### What to do
Transcribe each record below word for word.

### Material provided
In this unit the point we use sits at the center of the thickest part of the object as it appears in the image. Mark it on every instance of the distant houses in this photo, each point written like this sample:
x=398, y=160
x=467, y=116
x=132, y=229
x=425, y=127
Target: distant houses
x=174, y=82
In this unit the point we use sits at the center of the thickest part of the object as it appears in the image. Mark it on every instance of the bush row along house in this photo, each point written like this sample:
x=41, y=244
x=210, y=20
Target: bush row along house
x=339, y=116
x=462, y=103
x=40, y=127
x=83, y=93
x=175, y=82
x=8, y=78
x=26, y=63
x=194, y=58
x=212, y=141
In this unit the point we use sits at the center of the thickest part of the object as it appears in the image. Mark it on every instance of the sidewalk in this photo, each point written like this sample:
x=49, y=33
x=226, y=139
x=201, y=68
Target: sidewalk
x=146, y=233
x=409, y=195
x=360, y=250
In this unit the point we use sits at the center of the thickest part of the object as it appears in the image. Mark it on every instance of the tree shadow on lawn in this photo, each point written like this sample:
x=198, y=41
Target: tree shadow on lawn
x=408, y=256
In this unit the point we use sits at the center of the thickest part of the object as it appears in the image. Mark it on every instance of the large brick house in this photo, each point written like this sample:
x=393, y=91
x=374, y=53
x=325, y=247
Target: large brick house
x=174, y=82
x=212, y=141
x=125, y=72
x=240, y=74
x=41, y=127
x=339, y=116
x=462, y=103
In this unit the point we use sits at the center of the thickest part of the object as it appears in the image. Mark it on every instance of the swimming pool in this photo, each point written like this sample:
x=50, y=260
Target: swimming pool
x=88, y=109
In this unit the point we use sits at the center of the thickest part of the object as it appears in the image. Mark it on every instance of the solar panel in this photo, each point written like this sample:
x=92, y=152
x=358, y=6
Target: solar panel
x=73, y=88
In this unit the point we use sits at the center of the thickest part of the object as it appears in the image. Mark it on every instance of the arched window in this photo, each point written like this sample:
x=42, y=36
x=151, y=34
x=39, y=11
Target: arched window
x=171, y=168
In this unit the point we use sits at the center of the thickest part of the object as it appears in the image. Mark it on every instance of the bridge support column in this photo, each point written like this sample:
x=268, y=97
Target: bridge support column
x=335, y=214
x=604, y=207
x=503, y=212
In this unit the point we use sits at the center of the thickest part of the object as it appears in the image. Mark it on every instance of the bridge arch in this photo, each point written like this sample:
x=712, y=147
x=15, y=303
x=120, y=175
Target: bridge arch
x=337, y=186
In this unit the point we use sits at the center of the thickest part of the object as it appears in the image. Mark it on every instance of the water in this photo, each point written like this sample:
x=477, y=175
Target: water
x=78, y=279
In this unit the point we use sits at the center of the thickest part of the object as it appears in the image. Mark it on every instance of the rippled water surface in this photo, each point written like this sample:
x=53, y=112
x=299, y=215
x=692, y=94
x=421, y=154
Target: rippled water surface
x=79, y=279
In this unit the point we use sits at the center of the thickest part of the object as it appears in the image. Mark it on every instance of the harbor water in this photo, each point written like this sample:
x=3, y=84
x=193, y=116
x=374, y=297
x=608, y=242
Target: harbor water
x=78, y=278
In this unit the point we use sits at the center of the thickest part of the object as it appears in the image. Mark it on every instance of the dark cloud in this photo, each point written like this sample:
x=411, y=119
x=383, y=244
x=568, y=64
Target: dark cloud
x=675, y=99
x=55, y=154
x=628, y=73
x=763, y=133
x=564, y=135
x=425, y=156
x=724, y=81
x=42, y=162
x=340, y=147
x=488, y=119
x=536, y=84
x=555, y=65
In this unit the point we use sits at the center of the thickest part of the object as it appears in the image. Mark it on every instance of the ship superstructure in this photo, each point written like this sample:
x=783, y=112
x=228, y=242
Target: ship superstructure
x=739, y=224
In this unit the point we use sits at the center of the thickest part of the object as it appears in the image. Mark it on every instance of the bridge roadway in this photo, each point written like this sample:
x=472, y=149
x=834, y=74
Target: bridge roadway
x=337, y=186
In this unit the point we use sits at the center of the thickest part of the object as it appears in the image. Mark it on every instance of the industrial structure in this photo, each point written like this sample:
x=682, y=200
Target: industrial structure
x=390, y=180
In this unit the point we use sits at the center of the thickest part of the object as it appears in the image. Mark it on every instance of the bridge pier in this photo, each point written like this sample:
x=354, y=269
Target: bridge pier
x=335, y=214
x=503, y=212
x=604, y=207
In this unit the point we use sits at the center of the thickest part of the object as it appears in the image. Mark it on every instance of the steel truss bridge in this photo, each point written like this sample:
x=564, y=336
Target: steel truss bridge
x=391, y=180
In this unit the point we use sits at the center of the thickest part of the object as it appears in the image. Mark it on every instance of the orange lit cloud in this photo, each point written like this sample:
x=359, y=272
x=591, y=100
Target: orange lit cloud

### Response for this exercise
In this unit the point we use sits at the center of the thickest part of the object as it appears in the image. Mark it on every instance of the distant houses in this photo, each point written like this sample:
x=398, y=160
x=467, y=116
x=132, y=229
x=425, y=127
Target: distant houses
x=174, y=82
In this unit the point we use sits at the center of the thickest part of the object as it appears in the image. Mark it on every instance of the bush row along house in this photo, each point written like this sample:
x=41, y=244
x=210, y=20
Target: bush row along house
x=339, y=116
x=462, y=103
x=40, y=127
x=83, y=93
x=175, y=82
x=8, y=78
x=26, y=63
x=194, y=58
x=212, y=141
In this unit the point we use sits at the center of the thickest part of the object as it appears in the image. Mark it on every instance of the sidewalk in this photo, each point written like this sample:
x=49, y=33
x=226, y=139
x=201, y=68
Target: sidewalk
x=146, y=233
x=409, y=195
x=360, y=250
In this unit the point we use sits at the center of the thickest part of the object as it appears in the image. Mark it on every instance of the tree shadow on lawn in this photo, each point written like this sample:
x=198, y=41
Target: tree shadow on lawn
x=408, y=256
In this unit the point we use sits at the center of the thickest part of the object as it appears in the image. Mark it on every instance of the large brick house in this photo, each point written like this sample:
x=393, y=91
x=374, y=53
x=325, y=247
Target: large brick house
x=174, y=82
x=212, y=141
x=125, y=72
x=240, y=74
x=41, y=127
x=339, y=116
x=462, y=103
In this unit the point we use sits at the center of the thickest part of the object as it appears in the image. Mark it on every instance of the swimming pool in this photo, each point written like this sample:
x=50, y=260
Target: swimming pool
x=88, y=109
In this unit the point we use sits at the center of the thickest part of the object as it appears in the image. Mark it on every instance of the solar panel in this photo, each point written like this sample:
x=92, y=152
x=358, y=6
Target: solar panel
x=73, y=88
In this unit the point we use sits at the center of the thickest part of the object as it appears in the image. Mark it on every instance of the arched window in this photo, each point written like this sample:
x=42, y=36
x=151, y=34
x=39, y=11
Target: arched window
x=171, y=168
In this unit the point we use sits at the center of the thickest part of the object as it appears in the image. Mark it on every instance of the bridge support column in this photo, each point written like this sample:
x=268, y=97
Target: bridge support column
x=335, y=214
x=604, y=207
x=503, y=212
In this unit the point we use sits at the center of the thickest part of the object as it appears in the image. Mark it on every instance of the bridge arch in this photo, each point written like this sample:
x=712, y=147
x=15, y=303
x=120, y=175
Target: bridge arch
x=337, y=186
In this unit the point we use sits at the center of the thickest part of the object as it appears in the image. Mark it on every instance of the water in this photo, each point written like this sample:
x=477, y=175
Target: water
x=78, y=279
In this unit the point we use sits at the center of the thickest part of the object as it appears in the image. Mark it on every instance of the rippled water surface in this photo, each point written like this sample:
x=53, y=112
x=299, y=215
x=692, y=94
x=421, y=154
Target: rippled water surface
x=79, y=279
In this unit the point we use sits at the center of the thickest part of the object as it appears in the image. Mark it on every instance of the harbor water in this photo, each point written like this sample:
x=3, y=84
x=193, y=116
x=374, y=297
x=608, y=242
Target: harbor water
x=78, y=278
In this unit the point we use sits at the center of the thickest part of the object as it appears in the image. Mark it on every instance of the dark cloud in this photo, each point written like this sample:
x=411, y=119
x=383, y=244
x=568, y=64
Target: dark cloud
x=675, y=99
x=55, y=154
x=628, y=73
x=763, y=133
x=564, y=135
x=425, y=156
x=724, y=81
x=42, y=162
x=340, y=147
x=488, y=119
x=536, y=84
x=555, y=65
In this unit the point we use sits at the center of the thickest part of the object as it appears in the image. Mark it on every instance of the ship superstructure in this photo, each point written like this sample:
x=783, y=112
x=228, y=242
Target: ship superstructure
x=739, y=224
In this unit the point we use sits at the center of the thickest part of the object as it appears in the image. Mark it on every instance of the bridge roadway in this photo, each point written like this sample:
x=472, y=149
x=834, y=74
Target: bridge roadway
x=337, y=186
In this unit the point we use sits at the center of the thickest part of the object as it appears in the image. Mark it on every instance of the industrial structure in this photo, each point written like this sample:
x=682, y=200
Target: industrial structure
x=390, y=180
In this unit the point we use sits at the center of the thickest part of the object as it appears in the image. Mark it on every instance of the bridge pier in this photo, each point written like this sample:
x=354, y=269
Target: bridge pier
x=335, y=214
x=503, y=212
x=604, y=207
In this unit the point we use sits at the center of the thickest part of the object as it appears in the image. Mark it on every instance of the steel truss bridge in this photo, each point written like this sample:
x=564, y=336
Target: steel truss bridge
x=391, y=180
In this unit the point we use sits at the center of the thickest part of the object as it appears in the image. Mark it on every instance of the orange lit cloud in this photo, each point written like this sample:
x=359, y=272
x=591, y=100
Target: orange lit cloud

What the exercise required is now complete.